本文抜粋 —
------------------------------
庭の花々も見頃になり、日頃は介護施設にいる義母を食事に招いた。その母が、最近はワンコを避けている。以前は可愛がっていたが、今は、ふらついて倒れるのを恐れているせいか、ワンコの手厚いお出迎えをはねつけるようになった。うちのワンコは猫のように玉を取るため、高齢者だと足をとられかねない。ワンコ自体は、うるさい子どもより大人しい年寄りが好きだが、足腰の弱った老人は活発な犬の動きが苦手のようだ。

 

ワンコにしたら歓迎の表現で、避けられると傷つくようで、心なしか、離れたところですねているように見える。ワンコが傷つくと言えば、他に、長男の愛娘が来たときも、長女が自身の愛犬を連れてきたときも、同様の反応を見せる。家内や筆者も含めて、みんなが孫娘や娘のワンコを可愛がると、うちのワンコは向うを向いて無視を決め込んでいる。彼らが帰ると、私たちは、愛犬に愛情注入の儀式とケアを怠らない。
------------------------------
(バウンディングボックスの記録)
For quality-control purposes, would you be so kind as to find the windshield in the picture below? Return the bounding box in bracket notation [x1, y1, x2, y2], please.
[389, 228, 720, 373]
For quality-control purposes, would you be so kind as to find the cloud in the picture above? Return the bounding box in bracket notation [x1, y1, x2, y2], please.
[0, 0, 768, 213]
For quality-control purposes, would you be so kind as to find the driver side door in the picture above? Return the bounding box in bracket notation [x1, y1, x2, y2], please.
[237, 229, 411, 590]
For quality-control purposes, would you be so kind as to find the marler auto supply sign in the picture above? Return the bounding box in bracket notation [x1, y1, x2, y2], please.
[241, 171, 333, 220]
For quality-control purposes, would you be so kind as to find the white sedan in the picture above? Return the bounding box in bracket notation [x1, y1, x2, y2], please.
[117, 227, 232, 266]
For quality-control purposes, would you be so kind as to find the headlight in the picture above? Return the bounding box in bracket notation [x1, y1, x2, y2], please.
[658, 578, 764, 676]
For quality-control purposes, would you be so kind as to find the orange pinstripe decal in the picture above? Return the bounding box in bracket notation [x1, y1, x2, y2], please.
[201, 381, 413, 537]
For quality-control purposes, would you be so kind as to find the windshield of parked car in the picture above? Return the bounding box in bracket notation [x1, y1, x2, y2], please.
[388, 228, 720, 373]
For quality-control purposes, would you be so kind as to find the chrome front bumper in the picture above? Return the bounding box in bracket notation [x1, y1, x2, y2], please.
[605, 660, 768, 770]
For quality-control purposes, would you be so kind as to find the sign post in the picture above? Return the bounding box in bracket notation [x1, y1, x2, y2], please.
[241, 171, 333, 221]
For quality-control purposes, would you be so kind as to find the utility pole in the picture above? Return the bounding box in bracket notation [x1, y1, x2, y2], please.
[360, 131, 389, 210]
------------------------------
課題 1 — 本文の「庭の花々も見頃になり、日頃は」から「注入の儀式とケアを怠らない。」までの部分を、「ワンコ」を「飼い犬」に改めて書き直せ。
課題 2 — 本文の最後の文に続けて、その先を書き継げ。
記録は本文とは関わりがない。

解答 1 —
庭の花々も見頃になり、日頃は介護施設にいる義母を食事に招いた。その母が、最近は飼い犬を避けている。以前は可愛がっていたが、今は、ふらついて倒れるのを恐れているせいか、飼い犬の手厚いお出迎えをはねつけるようになった。うちの飼い犬は猫のように玉を取るため、高齢者だと足をとられかねない。飼い犬自体は、うるさい子どもより大人しい年寄りが好きだが、足腰の弱った老人は活発な犬の動きが苦手のようだ。

 

飼い犬にしたら歓迎の表現で、避けられると傷つくようで、心なしか、離れたところですねているように見える。飼い犬が傷つくと言えば、他に、長男の愛娘が来たときも、長女が自身の愛犬を連れてきたときも、同様の反応を見せる。家内や筆者も含めて、みんなが孫娘や娘の飼い犬を可愛がると、うちの飼い犬は向うを向いて無視を決め込んでいる。彼らが帰ると、私たちは、愛犬に愛情注入の儀式とケアを怠らない。

解答 2 —
今週の室内ランは、できれば、30分→60分→90分(L4)の漸増式をとりたかったが、いかんせん、心肺能力と持久力不足で、先週に引き続き、30分×3回(L4)に終わった。単体機器で心拍数を計測していたわけではないが、トレッドミルに付属している簡易の計測機器のデータから推測すると、平均心拍数は100bpmに満たないだろう。睡眠の質の関係で、まだまだ、30分(L4)がけっこうきつい。まあ、気長にやろう。

 

今週の運動時の気晴らし映像としては、ロビン・ウィリアムズ(1951-2014)の『グッドモーニング、ベトナム』(1987)と『ミセス・ダウト』(1993)を観返した。ロビン・ウィリアムズと言えば、何よりも、テレビで鍛えた話芸を活かす役を得意とするコメディアン志向の役者で、その魔法のような、よどみない話術が、とうてい、演技にはみえない独特の俳優である。そんな彼の特性が最も発揮された作品が、この2作である。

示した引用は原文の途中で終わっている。